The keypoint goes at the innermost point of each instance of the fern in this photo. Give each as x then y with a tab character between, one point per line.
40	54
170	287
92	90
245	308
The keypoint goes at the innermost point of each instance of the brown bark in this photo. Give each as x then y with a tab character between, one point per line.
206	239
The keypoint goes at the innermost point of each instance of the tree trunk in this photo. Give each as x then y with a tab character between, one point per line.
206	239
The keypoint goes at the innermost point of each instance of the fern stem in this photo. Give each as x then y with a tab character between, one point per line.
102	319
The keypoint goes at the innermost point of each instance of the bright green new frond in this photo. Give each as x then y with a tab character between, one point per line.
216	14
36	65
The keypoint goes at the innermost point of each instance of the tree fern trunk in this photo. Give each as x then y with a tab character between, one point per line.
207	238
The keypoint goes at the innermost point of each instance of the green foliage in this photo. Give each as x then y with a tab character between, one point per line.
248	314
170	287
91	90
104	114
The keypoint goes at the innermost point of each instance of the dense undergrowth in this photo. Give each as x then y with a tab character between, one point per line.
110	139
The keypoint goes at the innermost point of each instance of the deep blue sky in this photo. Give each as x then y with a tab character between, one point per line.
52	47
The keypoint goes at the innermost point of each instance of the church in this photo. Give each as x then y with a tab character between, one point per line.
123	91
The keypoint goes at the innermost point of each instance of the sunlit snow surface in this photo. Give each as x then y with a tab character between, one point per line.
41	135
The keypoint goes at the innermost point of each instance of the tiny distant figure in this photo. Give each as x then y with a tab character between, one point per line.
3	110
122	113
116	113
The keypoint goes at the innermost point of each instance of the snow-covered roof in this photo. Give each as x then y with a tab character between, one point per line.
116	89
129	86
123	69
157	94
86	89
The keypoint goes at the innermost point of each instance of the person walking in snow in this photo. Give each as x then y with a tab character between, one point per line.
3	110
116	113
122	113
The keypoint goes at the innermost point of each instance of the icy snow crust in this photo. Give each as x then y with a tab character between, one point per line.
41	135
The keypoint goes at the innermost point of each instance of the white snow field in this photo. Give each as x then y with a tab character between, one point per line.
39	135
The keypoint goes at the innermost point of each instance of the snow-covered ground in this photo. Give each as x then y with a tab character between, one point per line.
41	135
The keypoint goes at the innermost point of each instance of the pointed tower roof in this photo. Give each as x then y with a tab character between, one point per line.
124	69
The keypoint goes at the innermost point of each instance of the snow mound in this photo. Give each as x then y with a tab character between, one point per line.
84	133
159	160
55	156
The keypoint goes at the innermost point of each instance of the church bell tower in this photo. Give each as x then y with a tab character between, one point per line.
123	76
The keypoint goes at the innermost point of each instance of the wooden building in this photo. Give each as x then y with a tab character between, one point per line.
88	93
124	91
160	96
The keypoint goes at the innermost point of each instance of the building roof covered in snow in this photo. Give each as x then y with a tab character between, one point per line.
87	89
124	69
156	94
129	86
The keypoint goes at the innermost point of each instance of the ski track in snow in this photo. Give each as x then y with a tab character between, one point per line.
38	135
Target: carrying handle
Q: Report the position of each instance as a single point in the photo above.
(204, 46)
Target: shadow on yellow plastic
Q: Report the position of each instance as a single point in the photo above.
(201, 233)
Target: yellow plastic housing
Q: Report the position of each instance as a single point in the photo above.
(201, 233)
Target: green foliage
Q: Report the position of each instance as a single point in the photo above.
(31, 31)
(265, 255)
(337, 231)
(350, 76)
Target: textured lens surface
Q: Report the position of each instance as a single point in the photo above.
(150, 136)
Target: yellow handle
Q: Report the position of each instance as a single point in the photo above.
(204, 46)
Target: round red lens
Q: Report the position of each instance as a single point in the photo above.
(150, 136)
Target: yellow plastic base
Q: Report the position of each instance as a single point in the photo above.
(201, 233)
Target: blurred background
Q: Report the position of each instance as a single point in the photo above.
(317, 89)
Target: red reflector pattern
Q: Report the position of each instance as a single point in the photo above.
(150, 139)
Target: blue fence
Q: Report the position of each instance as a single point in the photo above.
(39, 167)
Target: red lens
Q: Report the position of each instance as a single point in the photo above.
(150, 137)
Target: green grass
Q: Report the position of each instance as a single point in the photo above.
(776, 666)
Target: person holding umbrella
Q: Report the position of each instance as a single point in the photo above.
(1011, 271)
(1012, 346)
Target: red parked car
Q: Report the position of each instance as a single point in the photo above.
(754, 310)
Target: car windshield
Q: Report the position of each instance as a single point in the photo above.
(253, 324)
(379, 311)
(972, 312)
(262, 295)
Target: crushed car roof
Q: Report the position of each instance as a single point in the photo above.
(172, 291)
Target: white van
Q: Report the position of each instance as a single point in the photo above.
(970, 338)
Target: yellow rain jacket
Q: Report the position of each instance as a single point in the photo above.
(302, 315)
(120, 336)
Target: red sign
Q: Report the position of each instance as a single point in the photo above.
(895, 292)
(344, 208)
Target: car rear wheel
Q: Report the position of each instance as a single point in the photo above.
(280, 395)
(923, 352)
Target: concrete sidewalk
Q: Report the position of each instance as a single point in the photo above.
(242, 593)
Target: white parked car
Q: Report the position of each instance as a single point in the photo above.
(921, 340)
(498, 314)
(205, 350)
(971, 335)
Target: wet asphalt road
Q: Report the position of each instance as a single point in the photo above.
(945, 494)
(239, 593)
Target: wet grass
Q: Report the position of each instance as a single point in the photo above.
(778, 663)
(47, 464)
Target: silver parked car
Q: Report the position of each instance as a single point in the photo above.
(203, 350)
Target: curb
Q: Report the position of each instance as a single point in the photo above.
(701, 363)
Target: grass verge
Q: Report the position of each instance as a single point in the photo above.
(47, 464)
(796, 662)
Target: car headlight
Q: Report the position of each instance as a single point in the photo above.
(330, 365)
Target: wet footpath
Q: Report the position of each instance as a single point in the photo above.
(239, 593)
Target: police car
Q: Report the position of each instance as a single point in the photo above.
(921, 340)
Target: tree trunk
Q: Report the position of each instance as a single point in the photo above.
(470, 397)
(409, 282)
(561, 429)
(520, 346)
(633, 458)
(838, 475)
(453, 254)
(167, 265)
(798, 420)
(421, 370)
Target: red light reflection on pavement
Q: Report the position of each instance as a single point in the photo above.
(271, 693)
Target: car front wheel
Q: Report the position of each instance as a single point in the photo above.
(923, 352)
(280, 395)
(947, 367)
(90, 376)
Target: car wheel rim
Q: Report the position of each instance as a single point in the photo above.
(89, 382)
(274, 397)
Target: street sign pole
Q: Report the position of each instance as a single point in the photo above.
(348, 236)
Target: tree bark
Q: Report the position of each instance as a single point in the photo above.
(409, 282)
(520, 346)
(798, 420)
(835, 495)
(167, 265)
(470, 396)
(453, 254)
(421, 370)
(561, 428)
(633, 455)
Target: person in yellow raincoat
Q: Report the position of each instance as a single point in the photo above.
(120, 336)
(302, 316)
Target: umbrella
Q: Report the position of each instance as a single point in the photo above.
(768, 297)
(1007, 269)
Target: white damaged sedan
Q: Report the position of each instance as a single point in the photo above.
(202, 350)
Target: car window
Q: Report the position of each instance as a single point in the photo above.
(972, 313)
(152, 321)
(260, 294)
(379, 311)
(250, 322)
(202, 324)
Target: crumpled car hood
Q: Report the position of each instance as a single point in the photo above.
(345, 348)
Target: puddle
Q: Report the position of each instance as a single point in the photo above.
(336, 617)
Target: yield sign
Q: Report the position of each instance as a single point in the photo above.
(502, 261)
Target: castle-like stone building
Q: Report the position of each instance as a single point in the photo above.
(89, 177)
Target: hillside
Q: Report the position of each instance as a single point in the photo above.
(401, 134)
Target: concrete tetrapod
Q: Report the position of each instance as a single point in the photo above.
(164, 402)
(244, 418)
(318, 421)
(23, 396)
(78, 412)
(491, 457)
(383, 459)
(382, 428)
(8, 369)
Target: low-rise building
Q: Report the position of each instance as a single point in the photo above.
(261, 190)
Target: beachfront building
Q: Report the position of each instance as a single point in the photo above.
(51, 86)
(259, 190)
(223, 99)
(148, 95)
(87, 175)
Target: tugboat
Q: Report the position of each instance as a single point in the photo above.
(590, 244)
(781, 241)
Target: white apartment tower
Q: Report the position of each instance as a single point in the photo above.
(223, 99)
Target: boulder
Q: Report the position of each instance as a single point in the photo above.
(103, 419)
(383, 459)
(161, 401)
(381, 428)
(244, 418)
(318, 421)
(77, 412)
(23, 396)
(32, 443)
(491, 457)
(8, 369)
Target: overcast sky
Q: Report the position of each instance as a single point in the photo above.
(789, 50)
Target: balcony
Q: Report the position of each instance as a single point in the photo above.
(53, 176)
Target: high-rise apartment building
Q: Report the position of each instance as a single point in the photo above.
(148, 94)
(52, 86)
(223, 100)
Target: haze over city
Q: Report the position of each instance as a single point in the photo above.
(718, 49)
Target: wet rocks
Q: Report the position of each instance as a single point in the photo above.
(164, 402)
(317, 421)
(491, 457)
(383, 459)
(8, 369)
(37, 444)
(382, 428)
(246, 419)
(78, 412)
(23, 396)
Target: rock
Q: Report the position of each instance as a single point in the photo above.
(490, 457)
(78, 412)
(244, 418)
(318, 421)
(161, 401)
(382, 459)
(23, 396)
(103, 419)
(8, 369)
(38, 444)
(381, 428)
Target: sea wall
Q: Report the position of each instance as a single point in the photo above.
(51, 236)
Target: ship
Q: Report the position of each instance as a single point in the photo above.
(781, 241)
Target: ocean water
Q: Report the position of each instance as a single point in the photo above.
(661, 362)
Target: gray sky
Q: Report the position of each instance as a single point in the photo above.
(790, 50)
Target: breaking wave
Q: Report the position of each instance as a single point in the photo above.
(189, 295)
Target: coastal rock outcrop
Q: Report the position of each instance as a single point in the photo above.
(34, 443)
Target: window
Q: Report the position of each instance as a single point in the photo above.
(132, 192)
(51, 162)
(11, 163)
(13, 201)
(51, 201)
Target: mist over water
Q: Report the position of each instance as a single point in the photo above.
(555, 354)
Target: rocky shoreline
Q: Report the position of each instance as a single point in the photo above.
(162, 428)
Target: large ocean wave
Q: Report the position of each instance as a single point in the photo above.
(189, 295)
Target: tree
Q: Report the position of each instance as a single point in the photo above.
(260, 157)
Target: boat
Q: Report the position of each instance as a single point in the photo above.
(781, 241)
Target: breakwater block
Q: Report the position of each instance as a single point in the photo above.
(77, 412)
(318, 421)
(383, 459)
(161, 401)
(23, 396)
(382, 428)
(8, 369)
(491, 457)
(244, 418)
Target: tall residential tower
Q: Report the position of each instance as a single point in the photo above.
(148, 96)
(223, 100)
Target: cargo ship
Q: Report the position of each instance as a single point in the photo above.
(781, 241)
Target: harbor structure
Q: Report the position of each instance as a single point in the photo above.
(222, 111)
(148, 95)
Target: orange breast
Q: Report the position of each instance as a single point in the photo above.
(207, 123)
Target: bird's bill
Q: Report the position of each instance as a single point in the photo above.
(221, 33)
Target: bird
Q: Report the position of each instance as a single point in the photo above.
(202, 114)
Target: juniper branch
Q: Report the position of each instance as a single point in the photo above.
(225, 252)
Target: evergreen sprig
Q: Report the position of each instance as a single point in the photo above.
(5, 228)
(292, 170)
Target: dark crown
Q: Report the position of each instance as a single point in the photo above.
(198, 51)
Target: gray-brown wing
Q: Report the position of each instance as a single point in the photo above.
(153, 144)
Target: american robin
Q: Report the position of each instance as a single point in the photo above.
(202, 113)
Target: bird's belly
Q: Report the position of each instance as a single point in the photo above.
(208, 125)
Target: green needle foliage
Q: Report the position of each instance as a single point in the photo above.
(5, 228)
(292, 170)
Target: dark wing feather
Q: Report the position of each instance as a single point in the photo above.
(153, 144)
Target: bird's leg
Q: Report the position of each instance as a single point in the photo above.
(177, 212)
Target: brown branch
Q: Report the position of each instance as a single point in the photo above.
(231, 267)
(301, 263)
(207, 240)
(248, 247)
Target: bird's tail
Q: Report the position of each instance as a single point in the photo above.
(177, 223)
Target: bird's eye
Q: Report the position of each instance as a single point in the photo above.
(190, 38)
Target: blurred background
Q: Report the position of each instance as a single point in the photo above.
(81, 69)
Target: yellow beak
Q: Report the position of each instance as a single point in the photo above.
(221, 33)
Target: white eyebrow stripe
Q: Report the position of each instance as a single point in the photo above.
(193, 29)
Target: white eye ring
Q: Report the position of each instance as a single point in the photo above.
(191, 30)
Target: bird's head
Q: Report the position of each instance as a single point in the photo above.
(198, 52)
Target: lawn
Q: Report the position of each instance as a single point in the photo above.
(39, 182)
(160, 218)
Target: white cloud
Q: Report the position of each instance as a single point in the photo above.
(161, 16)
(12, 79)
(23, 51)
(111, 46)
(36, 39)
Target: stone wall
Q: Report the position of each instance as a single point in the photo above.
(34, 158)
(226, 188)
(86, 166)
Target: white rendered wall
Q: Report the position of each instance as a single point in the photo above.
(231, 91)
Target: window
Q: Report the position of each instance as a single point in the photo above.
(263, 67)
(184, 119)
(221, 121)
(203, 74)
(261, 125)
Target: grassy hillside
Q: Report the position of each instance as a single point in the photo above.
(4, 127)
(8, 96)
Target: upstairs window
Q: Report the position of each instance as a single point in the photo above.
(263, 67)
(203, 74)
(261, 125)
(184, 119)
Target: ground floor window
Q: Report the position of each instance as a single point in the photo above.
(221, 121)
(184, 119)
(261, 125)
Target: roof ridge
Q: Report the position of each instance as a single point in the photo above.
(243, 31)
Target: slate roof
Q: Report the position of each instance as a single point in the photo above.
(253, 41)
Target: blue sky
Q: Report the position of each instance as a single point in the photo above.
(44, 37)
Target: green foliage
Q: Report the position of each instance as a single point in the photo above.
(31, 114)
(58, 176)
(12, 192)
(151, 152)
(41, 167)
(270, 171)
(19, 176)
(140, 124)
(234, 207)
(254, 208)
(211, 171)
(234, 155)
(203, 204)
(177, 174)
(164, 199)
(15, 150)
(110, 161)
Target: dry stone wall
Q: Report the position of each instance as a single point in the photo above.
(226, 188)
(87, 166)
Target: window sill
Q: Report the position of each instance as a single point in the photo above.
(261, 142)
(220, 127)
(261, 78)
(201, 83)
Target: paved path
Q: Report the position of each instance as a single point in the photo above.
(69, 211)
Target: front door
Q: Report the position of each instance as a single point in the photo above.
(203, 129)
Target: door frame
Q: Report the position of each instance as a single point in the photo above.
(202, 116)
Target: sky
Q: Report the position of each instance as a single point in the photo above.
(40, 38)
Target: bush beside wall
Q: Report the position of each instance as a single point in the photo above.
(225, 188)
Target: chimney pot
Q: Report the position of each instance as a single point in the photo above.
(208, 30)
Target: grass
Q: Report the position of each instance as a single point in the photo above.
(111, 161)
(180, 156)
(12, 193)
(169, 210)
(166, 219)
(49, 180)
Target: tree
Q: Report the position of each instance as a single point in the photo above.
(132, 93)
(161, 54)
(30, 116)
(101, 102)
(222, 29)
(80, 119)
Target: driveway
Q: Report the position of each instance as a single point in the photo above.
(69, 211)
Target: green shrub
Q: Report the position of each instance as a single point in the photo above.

* * *

**WHAT YOU NEED TO DO**. Starting at the line that contains "Target: roof ridge", write out every line to the end of the entries, exactly as given.

**THE OUTPUT**.
Target: roof ridge
Q: Report the position of each instance as a single point in the photo above.
(243, 31)
Target: slate roof
Q: Report the position of each instance as a single point in the photo above.
(253, 41)
Target: blue sky
Q: Report the position of each instance as a single point in the photo above.
(44, 37)
Target: green foliage
Q: Report the position of each instance as a single point in the photo above.
(31, 114)
(58, 176)
(12, 192)
(151, 152)
(41, 167)
(270, 171)
(19, 176)
(140, 124)
(234, 207)
(254, 208)
(211, 171)
(234, 155)
(203, 204)
(177, 174)
(164, 199)
(15, 150)
(110, 161)
Target: dry stone wall
Q: Report the position of each instance as a single point in the photo above.
(226, 188)
(87, 166)
Target: window sill
Q: Report the position of each instance as a single point in the photo above.
(261, 142)
(220, 127)
(261, 78)
(201, 83)
Target: paved path
Q: Report the position of each instance as a single point in the photo above.
(69, 211)
Target: front door
Q: Report the position of each instance as a single point in the photo above.
(203, 129)
Target: door frame
Q: Report the position of each instance as a single point in the photo above.
(202, 116)
Target: sky
Q: Report the position of each instance as a single point in the photo above.
(40, 38)
Target: bush beside wall
Q: Report the position of each instance as a single point in the photo above.
(225, 188)
Target: chimney pot
Q: Report the position of each instance as a single point in the photo above.
(208, 30)
Target: grass
Q: Report the position of each instance as a single point in the photo above.
(111, 161)
(180, 156)
(12, 193)
(169, 210)
(166, 219)
(49, 180)
Target: tree
Q: Report the position of each instance as a single point in the photo above.
(132, 93)
(161, 54)
(30, 116)
(101, 102)
(222, 29)
(80, 119)
Target: driveway
Q: Report the position of each instance as a single point in the photo above.
(69, 211)
Target: green shrub
Q: Report the position of each instance as a single point in the photo above.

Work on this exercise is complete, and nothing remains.